* Data shown
-=-=-=-=-
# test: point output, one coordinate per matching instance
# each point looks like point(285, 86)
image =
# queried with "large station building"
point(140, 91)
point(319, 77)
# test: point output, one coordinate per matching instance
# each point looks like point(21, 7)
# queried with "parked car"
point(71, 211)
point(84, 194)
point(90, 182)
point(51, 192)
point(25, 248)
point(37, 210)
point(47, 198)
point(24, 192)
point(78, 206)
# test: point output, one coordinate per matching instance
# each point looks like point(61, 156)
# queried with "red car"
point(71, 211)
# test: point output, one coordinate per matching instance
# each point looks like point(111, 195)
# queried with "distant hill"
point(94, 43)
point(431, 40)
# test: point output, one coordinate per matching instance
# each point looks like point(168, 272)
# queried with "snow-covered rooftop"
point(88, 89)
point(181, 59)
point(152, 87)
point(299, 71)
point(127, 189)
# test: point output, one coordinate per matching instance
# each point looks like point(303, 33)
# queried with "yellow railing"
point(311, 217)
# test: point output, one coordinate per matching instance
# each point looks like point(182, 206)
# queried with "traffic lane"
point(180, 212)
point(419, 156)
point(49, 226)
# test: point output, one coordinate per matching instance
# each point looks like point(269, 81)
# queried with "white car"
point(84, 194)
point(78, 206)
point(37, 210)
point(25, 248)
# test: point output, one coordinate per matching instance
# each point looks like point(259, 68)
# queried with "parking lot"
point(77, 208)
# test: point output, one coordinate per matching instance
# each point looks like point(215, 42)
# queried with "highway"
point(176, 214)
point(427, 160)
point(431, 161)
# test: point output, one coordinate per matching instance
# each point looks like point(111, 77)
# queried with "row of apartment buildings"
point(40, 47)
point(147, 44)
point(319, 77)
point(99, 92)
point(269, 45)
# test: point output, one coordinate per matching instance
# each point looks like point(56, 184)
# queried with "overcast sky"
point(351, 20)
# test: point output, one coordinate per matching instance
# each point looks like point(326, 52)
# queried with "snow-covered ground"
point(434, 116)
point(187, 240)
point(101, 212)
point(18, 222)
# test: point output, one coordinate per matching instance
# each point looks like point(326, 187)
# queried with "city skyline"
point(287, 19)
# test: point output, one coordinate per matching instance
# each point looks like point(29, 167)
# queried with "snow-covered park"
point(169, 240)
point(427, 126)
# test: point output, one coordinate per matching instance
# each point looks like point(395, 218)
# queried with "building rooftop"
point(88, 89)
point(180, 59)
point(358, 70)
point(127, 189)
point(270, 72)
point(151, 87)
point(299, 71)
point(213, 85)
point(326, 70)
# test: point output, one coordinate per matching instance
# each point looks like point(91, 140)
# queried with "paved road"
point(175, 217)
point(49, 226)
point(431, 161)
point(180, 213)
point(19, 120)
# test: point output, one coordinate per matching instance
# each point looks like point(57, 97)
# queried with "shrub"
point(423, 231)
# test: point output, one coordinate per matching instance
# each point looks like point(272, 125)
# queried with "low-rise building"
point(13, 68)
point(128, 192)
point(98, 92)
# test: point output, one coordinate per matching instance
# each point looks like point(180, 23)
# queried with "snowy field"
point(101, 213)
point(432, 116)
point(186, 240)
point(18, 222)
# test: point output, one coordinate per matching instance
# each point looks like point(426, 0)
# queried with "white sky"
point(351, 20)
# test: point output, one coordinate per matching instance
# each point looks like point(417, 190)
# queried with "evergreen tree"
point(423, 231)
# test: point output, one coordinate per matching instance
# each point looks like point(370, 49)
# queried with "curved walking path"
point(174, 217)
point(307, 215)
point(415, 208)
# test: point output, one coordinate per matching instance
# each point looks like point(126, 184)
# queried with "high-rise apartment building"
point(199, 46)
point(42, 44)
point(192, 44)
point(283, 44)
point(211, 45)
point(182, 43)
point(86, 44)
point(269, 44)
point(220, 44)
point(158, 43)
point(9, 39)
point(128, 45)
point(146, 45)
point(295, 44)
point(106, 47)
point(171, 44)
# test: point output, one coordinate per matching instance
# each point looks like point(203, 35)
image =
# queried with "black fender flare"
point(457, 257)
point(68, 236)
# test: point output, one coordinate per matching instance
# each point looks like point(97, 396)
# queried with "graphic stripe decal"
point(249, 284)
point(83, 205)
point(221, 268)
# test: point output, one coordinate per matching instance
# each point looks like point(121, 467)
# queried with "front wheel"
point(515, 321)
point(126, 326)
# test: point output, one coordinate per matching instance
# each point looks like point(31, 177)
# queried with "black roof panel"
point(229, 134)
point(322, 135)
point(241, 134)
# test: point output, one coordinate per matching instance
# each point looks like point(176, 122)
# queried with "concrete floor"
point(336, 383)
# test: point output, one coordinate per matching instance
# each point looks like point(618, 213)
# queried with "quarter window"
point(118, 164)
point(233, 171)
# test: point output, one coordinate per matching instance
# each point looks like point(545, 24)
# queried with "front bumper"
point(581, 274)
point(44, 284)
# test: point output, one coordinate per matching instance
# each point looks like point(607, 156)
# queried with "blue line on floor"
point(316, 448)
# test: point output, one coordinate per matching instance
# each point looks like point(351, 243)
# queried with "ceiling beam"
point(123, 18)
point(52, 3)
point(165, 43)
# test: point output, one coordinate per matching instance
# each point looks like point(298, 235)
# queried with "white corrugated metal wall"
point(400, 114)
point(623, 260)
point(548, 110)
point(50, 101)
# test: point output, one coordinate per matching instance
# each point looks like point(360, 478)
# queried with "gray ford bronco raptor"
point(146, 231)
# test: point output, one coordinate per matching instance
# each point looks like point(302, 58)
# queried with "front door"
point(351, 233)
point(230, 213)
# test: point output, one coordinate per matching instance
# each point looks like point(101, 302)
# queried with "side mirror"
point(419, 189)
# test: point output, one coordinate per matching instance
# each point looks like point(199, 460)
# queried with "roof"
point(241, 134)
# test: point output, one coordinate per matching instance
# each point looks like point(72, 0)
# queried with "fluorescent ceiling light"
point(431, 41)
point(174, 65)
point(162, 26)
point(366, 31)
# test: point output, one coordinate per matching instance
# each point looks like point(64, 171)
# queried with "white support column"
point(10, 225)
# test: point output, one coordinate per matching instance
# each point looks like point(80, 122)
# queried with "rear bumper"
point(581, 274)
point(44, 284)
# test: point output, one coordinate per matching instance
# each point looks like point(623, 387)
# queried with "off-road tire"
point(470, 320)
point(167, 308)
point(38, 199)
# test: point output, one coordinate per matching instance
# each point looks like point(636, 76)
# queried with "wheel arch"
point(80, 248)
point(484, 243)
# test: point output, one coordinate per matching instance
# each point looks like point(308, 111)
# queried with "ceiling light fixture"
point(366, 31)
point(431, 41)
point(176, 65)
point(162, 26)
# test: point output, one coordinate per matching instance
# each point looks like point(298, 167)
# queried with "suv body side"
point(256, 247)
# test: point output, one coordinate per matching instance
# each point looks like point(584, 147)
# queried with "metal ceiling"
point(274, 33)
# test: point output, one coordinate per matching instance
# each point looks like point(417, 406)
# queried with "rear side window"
-=-=-=-=-
* What this task involves
When you retype the entries above, keep every line identical to the source.

* Response area
# test: point output, one coordinate per matching instance
# each point looks like point(285, 86)
image =
# queried with "large station building"
point(140, 91)
point(319, 77)
# test: point output, one coordinate per matching instance
# each point looks like point(21, 7)
# queried with "parked car"
point(71, 211)
point(84, 194)
point(90, 182)
point(51, 192)
point(25, 248)
point(37, 210)
point(47, 198)
point(24, 192)
point(78, 206)
# test: point output, one coordinate per matching instance
# each point looks like point(61, 156)
# queried with "red car"
point(71, 211)
# test: point output, one coordinate per matching instance
# each point looks like point(111, 195)
# queried with "distant hill"
point(94, 43)
point(431, 40)
# test: point output, one coordinate per matching instance
# each point looks like point(168, 272)
# queried with "snow-covered rooftop"
point(88, 89)
point(181, 59)
point(152, 87)
point(299, 71)
point(127, 189)
# test: point output, one coordinate per matching instance
# each point looks like point(303, 33)
# queried with "yellow railing"
point(311, 217)
# test: point output, one coordinate per matching instance
# each point looks like point(182, 206)
# queried with "traffic lane"
point(180, 212)
point(419, 156)
point(49, 226)
# test: point output, one coordinate per matching instance
# each point looks like point(269, 81)
# queried with "white car"
point(84, 194)
point(78, 206)
point(37, 210)
point(25, 248)
# test: point output, one coordinate per matching instance
# each point looks like point(259, 68)
# queried with "parking lot"
point(77, 208)
# test: point output, one coordinate per matching instance
# each point looks like point(215, 42)
# queried with "highway"
point(176, 214)
point(427, 160)
point(431, 161)
# test: point output, one coordinate per matching instance
# each point looks like point(111, 77)
# queried with "row of apartment buildings"
point(40, 47)
point(147, 44)
point(319, 77)
point(99, 92)
point(269, 45)
# test: point output, one coordinate per matching instance
# each point looks like point(56, 184)
# queried with "overcast sky"
point(351, 20)
# test: point output, one coordinate per matching instance
# each point looks like point(326, 52)
# queried with "snow-covered ground"
point(434, 116)
point(187, 240)
point(101, 212)
point(18, 222)
# test: point output, one coordinate per matching instance
# each point looks like point(326, 187)
# queried with "city skyline"
point(287, 19)
# test: point output, one coordinate per matching instance
# each point looks like point(29, 167)
# queried with "snow-covered park"
point(169, 240)
point(427, 126)
# test: point output, one coordinate per matching instance
# each point looks like point(395, 218)
# queried with "building rooftop"
point(88, 89)
point(180, 59)
point(358, 70)
point(127, 189)
point(270, 72)
point(151, 87)
point(299, 71)
point(213, 85)
point(326, 70)
# test: point output, one coordinate per matching instance
# each point looks like point(91, 140)
# queried with "paved road"
point(175, 217)
point(49, 226)
point(431, 161)
point(180, 213)
point(19, 120)
# test: point output, one coordinate per matching instance
# each point looks like point(57, 97)
# queried with "shrub"
point(423, 231)
# test: point output, one coordinate per matching instance
# each point looks like point(272, 125)
# queried with "low-rise building"
point(13, 68)
point(128, 192)
point(98, 92)
# test: point output, one coordinate per matching instance
# each point looks like point(180, 23)
# queried with "snowy field"
point(101, 213)
point(432, 116)
point(186, 240)
point(18, 222)
# test: point output, one coordinate per matching instance
# each point looks like point(426, 0)
# queried with "white sky"
point(351, 20)
# test: point output, one coordinate per matching instance
# each point looks like point(417, 190)
# queried with "evergreen tree"
point(423, 231)
# test: point output, one coordinate per matching instance
# each point looks like point(370, 49)
# queried with "curved walking path"
point(174, 217)
point(307, 215)
point(415, 208)
# test: point output, one coordinate per matching instance
# each point looks like point(126, 184)
# queried with "high-rise apartment building"
point(199, 46)
point(42, 44)
point(192, 44)
point(283, 44)
point(211, 45)
point(182, 43)
point(86, 44)
point(269, 44)
point(220, 44)
point(158, 43)
point(9, 39)
point(128, 45)
point(146, 45)
point(295, 44)
point(106, 47)
point(171, 44)
# test: point output, one coordinate per matching instance
# each point looks like point(203, 35)
image =
# queried with "black fender flare"
point(457, 257)
point(68, 236)
# test: point output, one coordinate per matching instance
# each point looks like point(97, 396)
# queried with "graphic stripe decal"
point(249, 284)
point(83, 205)
point(221, 268)
# test: point output, one coordinate per matching instance
# each point looks like point(121, 467)
# queried with "front wheel"
point(515, 321)
point(126, 326)
# test: point output, one coordinate per matching instance
# each point looks like point(31, 177)
# queried with "black roof panel"
point(229, 134)
point(322, 135)
point(241, 134)
# test: point output, one coordinate per matching instance
# each point looks like point(176, 122)
# queried with "concrete floor"
point(336, 383)
# test: point output, one coordinate per matching instance
# each point looks like point(618, 213)
# queried with "quarter window"
point(118, 164)
point(233, 171)
# test: point output, one coordinate per matching instance
# each point looks like point(545, 24)
# queried with "front bumper"
point(581, 274)
point(44, 284)
# test: point output, one coordinate per matching instance
# each point looks like point(607, 156)
# queried with "blue line on floor"
point(316, 448)
# test: point output, one coordinate per matching instance
# each point looks like point(351, 243)
# queried with "ceiling beam"
point(123, 18)
point(52, 3)
point(165, 43)
# test: point output, one coordinate per matching instance
# each point looks like point(298, 235)
# queried with "white corrugated metal wall"
point(400, 114)
point(623, 260)
point(548, 110)
point(50, 101)
# test: point output, one coordinate per matching instance
# each point looks like point(360, 478)
# queried with "gray ford bronco raptor"
point(146, 231)
# test: point output, one coordinate per matching instance
# each point looks like point(302, 58)
# queried with "front door"
point(351, 233)
point(230, 213)
# test: point output, one coordinate per matching instance
# each point looks like point(101, 302)
# queried with "side mirror"
point(419, 189)
# test: point output, one coordinate per matching instance
# each point looks like point(199, 460)
# queried with "roof"
point(241, 134)
# test: point output, one coordinate per matching instance
# each point looks like point(72, 0)
# queried with "fluorescent ceiling light"
point(431, 41)
point(174, 65)
point(162, 26)
point(366, 31)
# test: point output, one coordinate per matching instance
# each point looks like point(64, 171)
# queried with "white support column"
point(10, 225)
# test: point output, one coordinate per matching instance
# each point looks like point(80, 122)
# queried with "rear bumper"
point(581, 274)
point(44, 284)
# test: point output, one coordinate per matching instance
# each point looks like point(623, 387)
# queried with "off-road tire"
point(470, 320)
point(167, 308)
point(38, 199)
# test: point output, one coordinate per matching instance
# each point looks like point(636, 76)
# queried with "wheel arch"
point(80, 248)
point(484, 243)
# test: point output, one coordinate per matching instance
# each point looks like point(308, 111)
# queried with "ceiling light fixture"
point(366, 31)
point(431, 41)
point(176, 65)
point(162, 26)
# test: point output, one coordinate per matching instance
# each point looks like point(298, 167)
# queried with "suv body side"
point(256, 247)
# test: point output, one coordinate per matching instance
# each point looks like point(584, 147)
# queried with "metal ceiling"
point(274, 33)
# test: point output, one coordinate per matching instance
# each point looks like point(417, 406)
# queried with "rear side window"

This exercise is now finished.